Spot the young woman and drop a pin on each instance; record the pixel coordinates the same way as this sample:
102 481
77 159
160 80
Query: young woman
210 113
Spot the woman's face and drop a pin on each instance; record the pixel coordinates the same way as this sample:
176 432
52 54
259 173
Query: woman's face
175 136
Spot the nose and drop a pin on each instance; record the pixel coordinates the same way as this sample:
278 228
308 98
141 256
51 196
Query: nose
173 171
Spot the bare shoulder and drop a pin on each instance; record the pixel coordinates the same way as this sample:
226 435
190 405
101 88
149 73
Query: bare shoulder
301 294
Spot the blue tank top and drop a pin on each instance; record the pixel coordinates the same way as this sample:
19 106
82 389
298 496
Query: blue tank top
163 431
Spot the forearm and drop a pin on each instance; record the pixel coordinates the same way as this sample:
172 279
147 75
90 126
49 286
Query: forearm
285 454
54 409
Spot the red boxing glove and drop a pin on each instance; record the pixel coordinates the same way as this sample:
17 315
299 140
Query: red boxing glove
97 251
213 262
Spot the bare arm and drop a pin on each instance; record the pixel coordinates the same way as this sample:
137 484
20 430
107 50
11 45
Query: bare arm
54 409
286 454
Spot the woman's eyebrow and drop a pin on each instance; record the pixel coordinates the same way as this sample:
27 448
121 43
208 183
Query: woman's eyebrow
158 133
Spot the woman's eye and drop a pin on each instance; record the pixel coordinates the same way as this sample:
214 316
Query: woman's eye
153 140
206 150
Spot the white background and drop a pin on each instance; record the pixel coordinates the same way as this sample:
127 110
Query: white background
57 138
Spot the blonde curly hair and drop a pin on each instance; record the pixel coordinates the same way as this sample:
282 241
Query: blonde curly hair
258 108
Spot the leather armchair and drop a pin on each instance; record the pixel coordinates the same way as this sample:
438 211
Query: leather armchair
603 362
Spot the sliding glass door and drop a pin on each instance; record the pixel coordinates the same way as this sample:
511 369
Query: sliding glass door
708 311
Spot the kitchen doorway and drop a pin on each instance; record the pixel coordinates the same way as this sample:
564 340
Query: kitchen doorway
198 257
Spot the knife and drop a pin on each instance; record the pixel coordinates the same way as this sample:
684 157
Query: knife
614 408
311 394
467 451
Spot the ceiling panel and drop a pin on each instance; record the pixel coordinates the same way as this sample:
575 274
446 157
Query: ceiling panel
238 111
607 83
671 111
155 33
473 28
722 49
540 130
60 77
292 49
________________________________________
TO BE DONE.
Rewrite everything from the line containing "Spot the ceiling" down to the last of the rows, switching "ceiling panel" to "ceiling tile" and keeping all else unchanged.

COMPLETED TASK.
Spot the ceiling tile and drop a pin on each instance; record the pixel coordinates the same way as this sample:
575 274
446 157
Query: ceiling tile
238 111
607 83
671 111
155 33
473 28
722 49
540 130
60 77
292 49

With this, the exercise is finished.